**Given request**.
Could you return, unchanged and in full, the part of the entries that opens with the line containing "on the closed" and closes with the last line of the entries, both ends included?
============================================================
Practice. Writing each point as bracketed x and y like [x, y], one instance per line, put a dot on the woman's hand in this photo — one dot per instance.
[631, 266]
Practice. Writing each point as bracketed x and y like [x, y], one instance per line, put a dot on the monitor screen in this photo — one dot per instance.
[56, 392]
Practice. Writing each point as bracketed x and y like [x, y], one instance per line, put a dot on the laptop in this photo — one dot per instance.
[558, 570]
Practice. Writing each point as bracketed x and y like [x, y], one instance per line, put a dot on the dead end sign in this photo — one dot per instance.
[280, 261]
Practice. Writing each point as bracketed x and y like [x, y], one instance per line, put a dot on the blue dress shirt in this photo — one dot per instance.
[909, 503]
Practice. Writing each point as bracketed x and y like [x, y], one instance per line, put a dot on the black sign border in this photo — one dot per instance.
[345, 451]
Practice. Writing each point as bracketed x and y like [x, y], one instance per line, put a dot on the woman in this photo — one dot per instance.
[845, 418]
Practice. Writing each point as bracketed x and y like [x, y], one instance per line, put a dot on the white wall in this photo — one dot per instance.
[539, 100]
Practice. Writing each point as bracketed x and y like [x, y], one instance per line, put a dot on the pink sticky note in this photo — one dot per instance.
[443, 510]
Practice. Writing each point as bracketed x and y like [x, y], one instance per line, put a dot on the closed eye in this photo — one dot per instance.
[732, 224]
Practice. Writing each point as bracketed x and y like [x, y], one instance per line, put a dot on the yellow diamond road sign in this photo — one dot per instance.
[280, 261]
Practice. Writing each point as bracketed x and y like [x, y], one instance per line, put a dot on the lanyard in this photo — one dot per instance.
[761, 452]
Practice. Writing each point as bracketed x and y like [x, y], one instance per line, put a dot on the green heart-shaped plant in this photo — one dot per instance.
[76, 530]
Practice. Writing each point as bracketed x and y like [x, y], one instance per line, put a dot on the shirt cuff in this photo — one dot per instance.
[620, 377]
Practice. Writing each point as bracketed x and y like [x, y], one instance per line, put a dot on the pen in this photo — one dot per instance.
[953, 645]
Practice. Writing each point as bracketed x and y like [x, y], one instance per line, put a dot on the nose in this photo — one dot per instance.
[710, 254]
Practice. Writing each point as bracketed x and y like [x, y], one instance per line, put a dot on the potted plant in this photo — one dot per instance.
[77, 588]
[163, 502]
============================================================
**The answer**.
Practice. Writing each point as bracketed x and y like [x, y], one instance per line, put a dot on the closed eye in this photo — one dot per instance.
[732, 224]
Practice. Writing each point as bracketed x and y like [x, y], one instance per line, put a dot on the yellow diamond road sign in this photo — one dot per instance.
[280, 261]
Practice. Writing each point as bracketed x and y like [x, y], one instance per line, put a dot on the lanyard in this photo — one dot per instance.
[761, 452]
Practice. Writing each point as bracketed x and y like [x, y], one instance per line, put a dot on the green heart-shaped plant in this photo — one dot per instance.
[76, 530]
Practice. Writing each point as bracketed x and y like [x, y], one instance per line, put a dot on the shirt cuff in this photo — one dot per instance.
[620, 377]
Practice. Writing each point as bracketed x and y like [x, y], one instance per line, put a dot on the pen in this photo — one dot per instance.
[953, 645]
Practice. Writing each point as bracketed x and y like [x, y], one instance per line, put a dot on the nose in this photo — one dot per instance.
[710, 254]
Practice. Writing each point as bracketed x and y like [x, y], one instance per line, put a dot on the potted plant in this photo — one dot per instance.
[77, 588]
[163, 502]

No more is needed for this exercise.